Stated exercise:
Gather every line in the rows below that contains the string "dark" and copy each one in full. Matching is case-sensitive.

· · · · · · ·

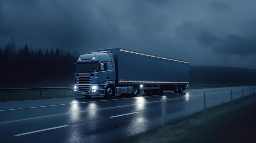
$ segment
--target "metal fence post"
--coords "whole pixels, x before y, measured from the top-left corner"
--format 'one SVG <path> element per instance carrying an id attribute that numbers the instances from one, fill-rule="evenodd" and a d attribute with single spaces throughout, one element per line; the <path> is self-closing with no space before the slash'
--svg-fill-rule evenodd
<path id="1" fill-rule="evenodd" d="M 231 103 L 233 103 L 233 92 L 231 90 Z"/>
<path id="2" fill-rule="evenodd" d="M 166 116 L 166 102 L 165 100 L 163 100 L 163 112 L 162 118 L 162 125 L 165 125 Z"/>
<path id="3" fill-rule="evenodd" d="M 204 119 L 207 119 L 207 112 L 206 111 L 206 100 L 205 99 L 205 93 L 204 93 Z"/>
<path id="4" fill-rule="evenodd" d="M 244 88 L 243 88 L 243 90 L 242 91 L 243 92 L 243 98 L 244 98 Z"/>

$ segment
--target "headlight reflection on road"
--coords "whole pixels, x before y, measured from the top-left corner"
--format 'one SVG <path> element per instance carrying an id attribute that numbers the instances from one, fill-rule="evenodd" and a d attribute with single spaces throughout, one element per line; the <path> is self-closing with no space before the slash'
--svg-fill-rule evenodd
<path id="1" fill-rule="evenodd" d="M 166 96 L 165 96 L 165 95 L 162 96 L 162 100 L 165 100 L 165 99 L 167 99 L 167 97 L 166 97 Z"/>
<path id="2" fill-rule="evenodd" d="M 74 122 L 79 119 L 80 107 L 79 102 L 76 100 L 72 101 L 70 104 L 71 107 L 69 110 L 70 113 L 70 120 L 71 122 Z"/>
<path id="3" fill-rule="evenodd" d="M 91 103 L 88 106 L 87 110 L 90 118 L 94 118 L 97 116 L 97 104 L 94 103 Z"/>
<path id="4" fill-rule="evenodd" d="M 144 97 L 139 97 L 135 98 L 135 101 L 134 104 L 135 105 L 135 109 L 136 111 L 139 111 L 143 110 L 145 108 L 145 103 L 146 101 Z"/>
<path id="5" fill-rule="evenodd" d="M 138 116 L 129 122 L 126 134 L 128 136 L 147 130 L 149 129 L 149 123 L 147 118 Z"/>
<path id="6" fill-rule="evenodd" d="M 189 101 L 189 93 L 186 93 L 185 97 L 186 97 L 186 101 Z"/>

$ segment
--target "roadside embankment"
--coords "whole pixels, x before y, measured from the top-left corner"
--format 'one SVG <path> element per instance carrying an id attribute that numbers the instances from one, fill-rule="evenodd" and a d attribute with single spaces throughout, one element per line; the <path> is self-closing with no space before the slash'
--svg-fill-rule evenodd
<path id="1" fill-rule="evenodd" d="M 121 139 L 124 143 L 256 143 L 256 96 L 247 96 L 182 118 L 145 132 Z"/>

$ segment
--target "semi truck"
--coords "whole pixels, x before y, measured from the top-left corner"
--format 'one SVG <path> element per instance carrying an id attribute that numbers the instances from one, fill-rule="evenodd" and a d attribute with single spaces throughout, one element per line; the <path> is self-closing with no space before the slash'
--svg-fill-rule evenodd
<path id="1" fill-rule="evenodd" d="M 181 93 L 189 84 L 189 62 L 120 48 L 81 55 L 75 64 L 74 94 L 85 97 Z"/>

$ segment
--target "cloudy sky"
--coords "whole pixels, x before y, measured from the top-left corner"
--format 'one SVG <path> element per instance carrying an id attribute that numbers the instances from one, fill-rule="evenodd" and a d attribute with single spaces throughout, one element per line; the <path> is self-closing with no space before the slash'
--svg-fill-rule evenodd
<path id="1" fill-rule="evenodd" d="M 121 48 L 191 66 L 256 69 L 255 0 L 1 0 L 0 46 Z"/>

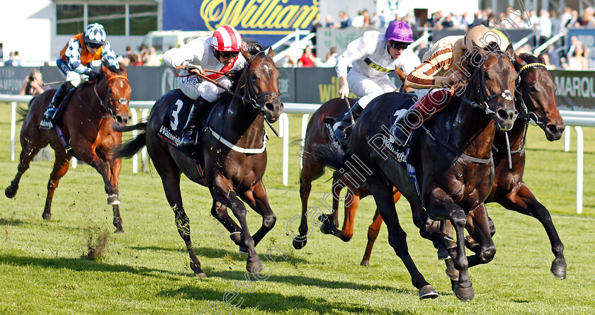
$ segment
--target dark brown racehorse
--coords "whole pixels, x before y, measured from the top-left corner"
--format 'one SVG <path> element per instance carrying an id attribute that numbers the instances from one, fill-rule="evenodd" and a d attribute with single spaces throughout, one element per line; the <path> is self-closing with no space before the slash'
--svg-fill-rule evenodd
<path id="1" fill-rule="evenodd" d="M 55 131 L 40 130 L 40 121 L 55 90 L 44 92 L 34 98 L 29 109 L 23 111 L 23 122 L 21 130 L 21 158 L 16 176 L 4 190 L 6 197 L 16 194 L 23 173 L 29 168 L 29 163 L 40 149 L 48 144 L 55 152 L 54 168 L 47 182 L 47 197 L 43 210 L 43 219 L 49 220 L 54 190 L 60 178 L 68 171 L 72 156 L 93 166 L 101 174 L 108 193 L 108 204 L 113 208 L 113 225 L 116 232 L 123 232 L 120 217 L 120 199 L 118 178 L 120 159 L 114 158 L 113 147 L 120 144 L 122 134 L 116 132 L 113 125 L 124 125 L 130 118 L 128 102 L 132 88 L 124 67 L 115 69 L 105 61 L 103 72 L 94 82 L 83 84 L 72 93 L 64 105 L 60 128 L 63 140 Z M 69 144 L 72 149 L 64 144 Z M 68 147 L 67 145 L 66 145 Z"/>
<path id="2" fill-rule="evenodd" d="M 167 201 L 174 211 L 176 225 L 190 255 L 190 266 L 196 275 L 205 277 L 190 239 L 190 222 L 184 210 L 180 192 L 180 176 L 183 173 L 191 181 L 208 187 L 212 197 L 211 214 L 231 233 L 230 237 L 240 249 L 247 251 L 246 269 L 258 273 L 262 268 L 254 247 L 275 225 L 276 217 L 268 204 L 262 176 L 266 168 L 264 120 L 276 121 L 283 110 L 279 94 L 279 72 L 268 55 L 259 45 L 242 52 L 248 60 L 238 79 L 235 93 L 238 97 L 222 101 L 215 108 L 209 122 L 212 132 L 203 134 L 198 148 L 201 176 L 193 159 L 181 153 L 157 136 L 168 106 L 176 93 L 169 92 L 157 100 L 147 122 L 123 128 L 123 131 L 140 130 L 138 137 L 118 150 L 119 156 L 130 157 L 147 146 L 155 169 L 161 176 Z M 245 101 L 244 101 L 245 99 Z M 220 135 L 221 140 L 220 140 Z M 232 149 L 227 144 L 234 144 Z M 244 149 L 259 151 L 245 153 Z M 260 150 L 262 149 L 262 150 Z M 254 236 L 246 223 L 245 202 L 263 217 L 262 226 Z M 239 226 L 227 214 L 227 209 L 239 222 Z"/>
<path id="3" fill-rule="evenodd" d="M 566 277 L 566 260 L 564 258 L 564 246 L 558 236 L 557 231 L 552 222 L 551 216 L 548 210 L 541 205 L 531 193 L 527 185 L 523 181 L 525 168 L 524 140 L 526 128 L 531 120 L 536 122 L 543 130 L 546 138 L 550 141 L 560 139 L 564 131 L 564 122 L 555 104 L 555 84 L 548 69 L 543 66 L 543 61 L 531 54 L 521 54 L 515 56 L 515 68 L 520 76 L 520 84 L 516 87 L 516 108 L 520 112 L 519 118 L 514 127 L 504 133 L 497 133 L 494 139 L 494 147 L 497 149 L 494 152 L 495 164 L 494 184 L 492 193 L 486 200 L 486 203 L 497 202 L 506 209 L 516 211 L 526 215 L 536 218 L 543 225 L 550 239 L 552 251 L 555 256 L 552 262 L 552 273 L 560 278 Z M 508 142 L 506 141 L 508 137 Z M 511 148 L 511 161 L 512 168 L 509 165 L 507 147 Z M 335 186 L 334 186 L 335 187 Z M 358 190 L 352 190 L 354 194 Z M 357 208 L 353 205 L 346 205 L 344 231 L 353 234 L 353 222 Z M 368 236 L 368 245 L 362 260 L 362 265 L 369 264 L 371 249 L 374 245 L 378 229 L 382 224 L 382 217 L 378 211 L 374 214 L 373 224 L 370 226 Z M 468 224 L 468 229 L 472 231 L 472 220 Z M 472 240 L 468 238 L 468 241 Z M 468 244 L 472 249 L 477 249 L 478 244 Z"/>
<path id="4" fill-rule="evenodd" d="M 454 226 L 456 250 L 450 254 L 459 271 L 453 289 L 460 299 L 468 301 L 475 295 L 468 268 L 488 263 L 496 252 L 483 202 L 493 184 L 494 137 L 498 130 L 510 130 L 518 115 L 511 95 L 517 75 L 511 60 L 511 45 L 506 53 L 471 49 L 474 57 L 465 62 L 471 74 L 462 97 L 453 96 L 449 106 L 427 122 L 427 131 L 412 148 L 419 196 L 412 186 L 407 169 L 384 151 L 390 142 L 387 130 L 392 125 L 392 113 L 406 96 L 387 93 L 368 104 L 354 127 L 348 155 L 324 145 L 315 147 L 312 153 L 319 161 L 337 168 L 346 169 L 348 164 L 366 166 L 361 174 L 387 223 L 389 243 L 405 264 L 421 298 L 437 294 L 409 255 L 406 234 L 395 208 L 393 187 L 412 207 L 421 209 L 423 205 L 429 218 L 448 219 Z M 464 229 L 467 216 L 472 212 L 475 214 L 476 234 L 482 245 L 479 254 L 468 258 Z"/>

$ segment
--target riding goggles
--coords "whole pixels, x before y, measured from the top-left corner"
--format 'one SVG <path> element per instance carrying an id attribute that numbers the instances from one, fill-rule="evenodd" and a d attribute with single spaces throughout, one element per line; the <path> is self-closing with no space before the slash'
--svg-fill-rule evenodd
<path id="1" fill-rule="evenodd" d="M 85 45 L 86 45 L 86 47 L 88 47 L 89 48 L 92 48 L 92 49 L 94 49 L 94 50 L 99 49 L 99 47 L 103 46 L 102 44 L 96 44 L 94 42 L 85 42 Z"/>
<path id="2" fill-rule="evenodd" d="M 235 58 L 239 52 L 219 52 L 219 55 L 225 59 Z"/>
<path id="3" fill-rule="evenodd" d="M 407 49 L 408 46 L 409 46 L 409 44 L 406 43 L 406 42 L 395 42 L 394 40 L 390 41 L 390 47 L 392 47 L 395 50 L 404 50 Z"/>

· · · · · · ·

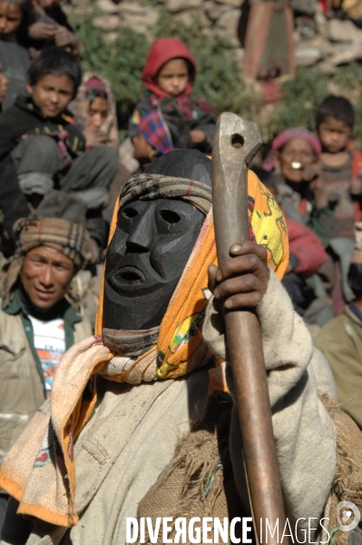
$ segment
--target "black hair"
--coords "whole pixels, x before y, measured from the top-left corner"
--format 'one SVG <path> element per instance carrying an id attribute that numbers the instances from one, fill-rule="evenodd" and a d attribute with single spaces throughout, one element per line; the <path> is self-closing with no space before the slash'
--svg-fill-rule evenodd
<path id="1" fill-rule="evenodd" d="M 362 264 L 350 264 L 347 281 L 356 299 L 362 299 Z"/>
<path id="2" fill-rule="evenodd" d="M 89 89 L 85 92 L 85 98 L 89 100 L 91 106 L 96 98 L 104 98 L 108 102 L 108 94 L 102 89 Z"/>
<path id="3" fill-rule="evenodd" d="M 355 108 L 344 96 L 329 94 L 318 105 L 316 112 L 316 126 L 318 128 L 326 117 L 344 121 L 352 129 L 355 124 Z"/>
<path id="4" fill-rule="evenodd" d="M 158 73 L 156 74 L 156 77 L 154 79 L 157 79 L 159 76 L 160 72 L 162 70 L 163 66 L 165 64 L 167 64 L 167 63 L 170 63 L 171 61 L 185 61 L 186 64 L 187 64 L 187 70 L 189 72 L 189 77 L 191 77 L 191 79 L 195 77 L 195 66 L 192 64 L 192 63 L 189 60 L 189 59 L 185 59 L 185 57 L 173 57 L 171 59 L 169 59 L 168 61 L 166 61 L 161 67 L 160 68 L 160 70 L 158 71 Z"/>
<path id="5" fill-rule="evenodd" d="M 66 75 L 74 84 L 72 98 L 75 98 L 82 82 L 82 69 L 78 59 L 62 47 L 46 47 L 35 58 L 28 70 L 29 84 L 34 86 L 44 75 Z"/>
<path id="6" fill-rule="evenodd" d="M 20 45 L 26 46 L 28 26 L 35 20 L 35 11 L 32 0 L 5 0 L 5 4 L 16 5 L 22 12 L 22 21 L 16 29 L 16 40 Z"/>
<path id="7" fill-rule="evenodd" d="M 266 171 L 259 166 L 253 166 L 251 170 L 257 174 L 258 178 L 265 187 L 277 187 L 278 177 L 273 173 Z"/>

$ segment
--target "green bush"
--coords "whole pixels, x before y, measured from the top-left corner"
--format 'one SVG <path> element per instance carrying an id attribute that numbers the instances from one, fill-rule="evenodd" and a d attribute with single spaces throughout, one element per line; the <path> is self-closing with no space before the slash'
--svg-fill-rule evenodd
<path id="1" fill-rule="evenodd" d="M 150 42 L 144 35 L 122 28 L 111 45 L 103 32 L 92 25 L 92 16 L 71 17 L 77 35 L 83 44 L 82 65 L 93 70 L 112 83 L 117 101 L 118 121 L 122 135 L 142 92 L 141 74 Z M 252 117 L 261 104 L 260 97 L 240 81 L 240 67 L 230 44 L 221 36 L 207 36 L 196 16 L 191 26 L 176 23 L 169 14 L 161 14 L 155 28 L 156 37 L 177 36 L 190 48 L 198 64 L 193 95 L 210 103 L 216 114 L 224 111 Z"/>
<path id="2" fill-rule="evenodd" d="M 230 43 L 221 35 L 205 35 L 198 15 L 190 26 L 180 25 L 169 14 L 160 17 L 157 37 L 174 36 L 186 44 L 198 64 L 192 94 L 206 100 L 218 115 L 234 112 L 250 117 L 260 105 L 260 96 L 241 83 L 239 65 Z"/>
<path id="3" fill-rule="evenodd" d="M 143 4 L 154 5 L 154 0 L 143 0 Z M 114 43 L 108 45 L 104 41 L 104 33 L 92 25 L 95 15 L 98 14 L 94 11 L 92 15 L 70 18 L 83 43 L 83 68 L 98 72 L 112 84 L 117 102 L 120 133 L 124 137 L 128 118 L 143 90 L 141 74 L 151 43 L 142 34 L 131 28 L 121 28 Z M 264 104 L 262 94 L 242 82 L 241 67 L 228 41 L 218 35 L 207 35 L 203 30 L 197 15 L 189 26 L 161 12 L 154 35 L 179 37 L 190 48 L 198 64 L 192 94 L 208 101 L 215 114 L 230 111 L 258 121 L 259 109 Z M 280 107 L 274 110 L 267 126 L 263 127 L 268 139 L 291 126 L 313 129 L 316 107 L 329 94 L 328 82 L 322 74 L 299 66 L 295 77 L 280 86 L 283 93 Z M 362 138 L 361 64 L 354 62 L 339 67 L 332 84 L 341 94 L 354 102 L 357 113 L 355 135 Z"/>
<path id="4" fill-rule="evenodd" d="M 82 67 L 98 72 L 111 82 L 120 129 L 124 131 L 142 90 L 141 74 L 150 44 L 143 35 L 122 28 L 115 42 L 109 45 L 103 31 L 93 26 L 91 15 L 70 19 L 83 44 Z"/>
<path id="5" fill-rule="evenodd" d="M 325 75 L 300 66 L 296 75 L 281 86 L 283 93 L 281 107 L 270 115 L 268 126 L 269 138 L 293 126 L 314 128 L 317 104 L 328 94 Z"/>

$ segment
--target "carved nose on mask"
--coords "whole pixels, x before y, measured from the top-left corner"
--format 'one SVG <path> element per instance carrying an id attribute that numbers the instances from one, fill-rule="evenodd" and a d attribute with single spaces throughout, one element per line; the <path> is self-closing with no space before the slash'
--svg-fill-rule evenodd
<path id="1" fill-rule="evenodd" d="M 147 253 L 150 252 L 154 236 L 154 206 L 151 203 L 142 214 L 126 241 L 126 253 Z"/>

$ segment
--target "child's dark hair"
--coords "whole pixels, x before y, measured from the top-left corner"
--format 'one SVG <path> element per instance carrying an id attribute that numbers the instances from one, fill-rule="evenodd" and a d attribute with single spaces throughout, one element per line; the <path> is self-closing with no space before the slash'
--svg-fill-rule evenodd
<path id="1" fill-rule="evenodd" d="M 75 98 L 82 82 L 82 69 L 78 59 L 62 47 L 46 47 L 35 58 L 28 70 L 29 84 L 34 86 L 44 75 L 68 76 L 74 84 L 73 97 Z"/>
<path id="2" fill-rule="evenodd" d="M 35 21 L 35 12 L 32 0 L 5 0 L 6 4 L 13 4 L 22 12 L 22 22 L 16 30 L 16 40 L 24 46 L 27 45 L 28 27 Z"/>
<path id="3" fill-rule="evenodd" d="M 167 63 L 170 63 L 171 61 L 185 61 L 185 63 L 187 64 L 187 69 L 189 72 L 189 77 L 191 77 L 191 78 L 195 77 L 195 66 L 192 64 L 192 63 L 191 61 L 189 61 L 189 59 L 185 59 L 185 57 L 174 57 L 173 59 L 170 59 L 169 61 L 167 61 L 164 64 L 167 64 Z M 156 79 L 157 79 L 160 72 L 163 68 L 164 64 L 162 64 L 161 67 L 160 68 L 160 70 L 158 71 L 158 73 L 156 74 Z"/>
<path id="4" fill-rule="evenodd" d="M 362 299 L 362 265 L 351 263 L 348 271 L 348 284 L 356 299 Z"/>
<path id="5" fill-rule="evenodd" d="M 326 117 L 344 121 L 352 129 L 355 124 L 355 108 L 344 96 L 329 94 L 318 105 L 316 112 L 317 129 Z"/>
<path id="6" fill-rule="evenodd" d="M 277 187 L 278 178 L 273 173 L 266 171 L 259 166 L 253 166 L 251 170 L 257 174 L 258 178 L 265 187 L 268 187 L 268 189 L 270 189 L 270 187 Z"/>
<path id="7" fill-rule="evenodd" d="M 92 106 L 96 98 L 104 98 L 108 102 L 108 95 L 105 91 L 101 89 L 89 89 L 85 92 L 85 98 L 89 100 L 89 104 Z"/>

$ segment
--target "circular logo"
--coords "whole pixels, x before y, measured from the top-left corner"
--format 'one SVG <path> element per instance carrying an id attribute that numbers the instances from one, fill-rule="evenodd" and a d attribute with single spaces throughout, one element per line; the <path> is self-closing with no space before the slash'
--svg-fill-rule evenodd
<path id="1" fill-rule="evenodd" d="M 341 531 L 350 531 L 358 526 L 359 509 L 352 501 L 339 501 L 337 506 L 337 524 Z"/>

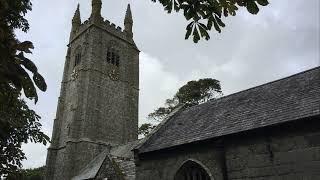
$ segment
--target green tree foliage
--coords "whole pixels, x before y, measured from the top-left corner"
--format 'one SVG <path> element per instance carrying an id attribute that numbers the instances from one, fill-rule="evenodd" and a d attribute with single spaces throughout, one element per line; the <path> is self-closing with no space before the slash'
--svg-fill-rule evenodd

· · · · · · ·

Response:
--target dark brown racehorse
--target "child's dark hair"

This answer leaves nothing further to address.